** AVAILABLE RECORDS follows **

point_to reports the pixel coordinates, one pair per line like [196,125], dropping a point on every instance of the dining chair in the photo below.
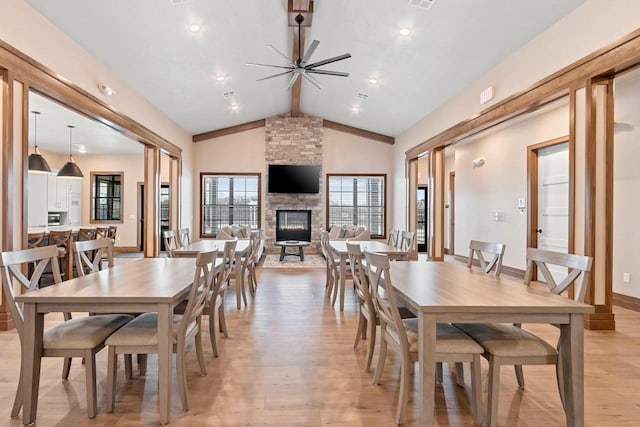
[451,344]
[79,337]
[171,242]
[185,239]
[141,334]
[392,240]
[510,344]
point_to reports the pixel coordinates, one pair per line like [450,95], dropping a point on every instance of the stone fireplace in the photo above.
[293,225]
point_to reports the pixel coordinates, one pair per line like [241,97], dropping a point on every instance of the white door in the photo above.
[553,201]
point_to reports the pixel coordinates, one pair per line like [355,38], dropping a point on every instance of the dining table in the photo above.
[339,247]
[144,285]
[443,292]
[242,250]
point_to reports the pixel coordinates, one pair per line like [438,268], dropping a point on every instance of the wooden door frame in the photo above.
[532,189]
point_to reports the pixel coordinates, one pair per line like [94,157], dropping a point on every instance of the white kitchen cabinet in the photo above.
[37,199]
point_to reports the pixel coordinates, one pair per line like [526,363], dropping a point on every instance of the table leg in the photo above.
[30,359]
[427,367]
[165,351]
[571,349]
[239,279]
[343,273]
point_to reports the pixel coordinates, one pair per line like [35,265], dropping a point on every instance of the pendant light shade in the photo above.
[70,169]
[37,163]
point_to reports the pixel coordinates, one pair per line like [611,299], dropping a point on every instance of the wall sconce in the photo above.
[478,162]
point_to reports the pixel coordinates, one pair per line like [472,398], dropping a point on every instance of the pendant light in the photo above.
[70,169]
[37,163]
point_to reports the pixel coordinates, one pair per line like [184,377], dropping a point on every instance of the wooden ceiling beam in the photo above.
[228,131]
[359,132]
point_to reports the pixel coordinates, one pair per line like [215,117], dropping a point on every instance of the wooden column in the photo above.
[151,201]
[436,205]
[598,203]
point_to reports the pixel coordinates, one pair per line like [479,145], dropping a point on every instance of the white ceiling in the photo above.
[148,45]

** End of AVAILABLE RECORDS **

▸ **TASK REQUIREMENTS**
Could you output all of the entries above exactly? Leave the pictures out.

▸ **REPLY TO THE TASK**
point_to reports the pixel coordinates, one pair per line like [196,125], dropping a point on every instance of the dining chair in the photo below.
[451,344]
[79,337]
[171,242]
[185,239]
[141,334]
[392,240]
[510,344]
point_to reports the pixel coordinates, one pair per line like [450,95], dropping a point on every instance of the stone fireplace in the photo above.
[293,225]
point_to reports the pixel coordinates, one pair per line like [241,97], dropping a point on every instance of the white door in the photo above.
[553,201]
point_to reports the pixel coordinates, one pair per line like [355,38], dropping a point on every instance of the dining table in the photo above.
[339,247]
[144,285]
[443,292]
[242,250]
point_to reports the pixel coordinates, one pair per line like [438,268], dropping a point on every instance of the wooden door frame in the photo above.
[532,189]
point_to reports the pixel coordinates, one pair per line like [94,157], dropping a point on every instance of the white kitchen cabinet in the photo above.
[37,199]
point_to reports the pixel coordinates, one pair per line like [526,363], dropping a point on every instance of the table leg in the photo above.
[30,359]
[427,367]
[165,351]
[571,349]
[239,279]
[343,273]
point_to reports the pixel coordinates, one pair per line like [35,265], dropping a point on every instance of the pendant light shade in the photo above.
[70,169]
[37,163]
point_to reports the pixel coordinates, one pair per line like [611,299], dropping a point on every instance of the wall sconce in the photo above.
[478,162]
point_to reports the pixel coordinates, one pair per line like [472,398], dropping a point on every instance of the pendant light in the photo above.
[70,169]
[37,163]
point_to reports the pixel coordinates, one pair per line like [184,377], dropping a point on every instance of the wooden ceiling beam in the photo above.
[228,131]
[359,132]
point_to reports the pixel coordinates, one pair per line like [215,117], dropping a point on every instance of the wooden column in the photo above.
[151,201]
[436,205]
[598,203]
point_to reports the pixel coordinates, one pair per line like [479,145], dropping a point on every instance of the white ceiling in the photo above.
[148,45]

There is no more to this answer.